Records for the task
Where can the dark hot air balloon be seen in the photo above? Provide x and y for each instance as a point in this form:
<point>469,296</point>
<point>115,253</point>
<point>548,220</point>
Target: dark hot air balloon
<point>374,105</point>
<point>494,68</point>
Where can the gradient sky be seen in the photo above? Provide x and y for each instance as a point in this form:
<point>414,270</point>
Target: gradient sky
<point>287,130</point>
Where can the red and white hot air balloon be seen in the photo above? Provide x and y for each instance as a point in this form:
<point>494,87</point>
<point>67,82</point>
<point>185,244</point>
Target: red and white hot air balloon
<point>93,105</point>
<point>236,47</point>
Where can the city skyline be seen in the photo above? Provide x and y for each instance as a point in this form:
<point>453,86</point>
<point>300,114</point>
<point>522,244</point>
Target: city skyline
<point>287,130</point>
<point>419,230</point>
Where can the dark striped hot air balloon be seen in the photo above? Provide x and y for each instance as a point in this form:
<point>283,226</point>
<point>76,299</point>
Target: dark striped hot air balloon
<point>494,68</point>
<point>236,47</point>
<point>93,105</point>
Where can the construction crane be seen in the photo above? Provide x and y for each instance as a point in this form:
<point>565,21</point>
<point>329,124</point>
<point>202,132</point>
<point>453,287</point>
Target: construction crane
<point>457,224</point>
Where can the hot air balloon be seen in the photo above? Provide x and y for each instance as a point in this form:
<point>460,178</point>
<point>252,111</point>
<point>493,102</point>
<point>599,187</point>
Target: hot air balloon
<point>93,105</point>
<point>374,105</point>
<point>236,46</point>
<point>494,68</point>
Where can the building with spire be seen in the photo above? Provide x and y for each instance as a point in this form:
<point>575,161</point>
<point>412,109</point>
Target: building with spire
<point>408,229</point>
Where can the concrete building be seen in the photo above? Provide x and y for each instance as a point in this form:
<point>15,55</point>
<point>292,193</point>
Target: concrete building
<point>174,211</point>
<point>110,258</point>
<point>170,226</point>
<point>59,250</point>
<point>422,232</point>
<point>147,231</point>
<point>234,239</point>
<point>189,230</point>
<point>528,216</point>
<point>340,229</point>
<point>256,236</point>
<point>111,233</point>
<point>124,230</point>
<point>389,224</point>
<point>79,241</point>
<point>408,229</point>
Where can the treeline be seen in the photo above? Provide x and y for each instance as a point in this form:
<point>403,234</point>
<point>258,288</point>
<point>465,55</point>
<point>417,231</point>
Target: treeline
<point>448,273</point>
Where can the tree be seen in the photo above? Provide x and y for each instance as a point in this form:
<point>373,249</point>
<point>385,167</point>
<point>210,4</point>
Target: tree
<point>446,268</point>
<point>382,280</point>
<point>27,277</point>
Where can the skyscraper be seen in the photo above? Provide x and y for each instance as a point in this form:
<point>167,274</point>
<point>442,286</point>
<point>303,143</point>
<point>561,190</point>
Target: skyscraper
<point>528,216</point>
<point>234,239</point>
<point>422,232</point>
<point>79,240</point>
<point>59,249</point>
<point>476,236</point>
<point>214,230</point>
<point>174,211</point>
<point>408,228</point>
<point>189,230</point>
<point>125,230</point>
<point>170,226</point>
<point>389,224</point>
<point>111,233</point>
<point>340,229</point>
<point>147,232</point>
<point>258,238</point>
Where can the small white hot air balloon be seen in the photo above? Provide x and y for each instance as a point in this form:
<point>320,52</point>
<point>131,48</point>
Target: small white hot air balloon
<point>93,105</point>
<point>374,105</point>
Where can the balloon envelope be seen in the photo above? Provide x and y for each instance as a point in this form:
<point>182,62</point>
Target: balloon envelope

What this task involves
Scan the listing above for the word "envelope" and show each line where it is found.

Solution
Where can the balloon envelope be seen in the photo above? Provide x and y for each instance as a point in this form:
Target: balloon envelope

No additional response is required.